(Source data)
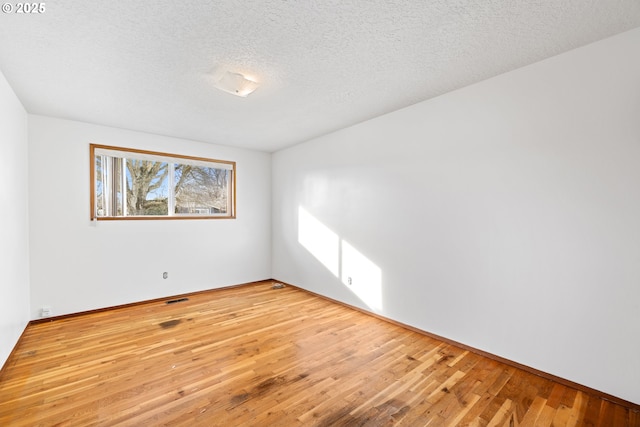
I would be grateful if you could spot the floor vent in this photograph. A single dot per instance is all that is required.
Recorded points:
(173, 301)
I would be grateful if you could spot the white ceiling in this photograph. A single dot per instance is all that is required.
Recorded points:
(322, 64)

WORK TO DO
Write out every line of the entries above word for word, leaving out the pictures.

FINAL ANSWER
I would be grateful if you could spot the floor vent in this photograph. A single dot per instance is all that is required.
Recorded points:
(173, 301)
I would be grateful if you could spot the white ceiling in this photograph. A single dot per instance is all that is required.
Recorded points:
(322, 64)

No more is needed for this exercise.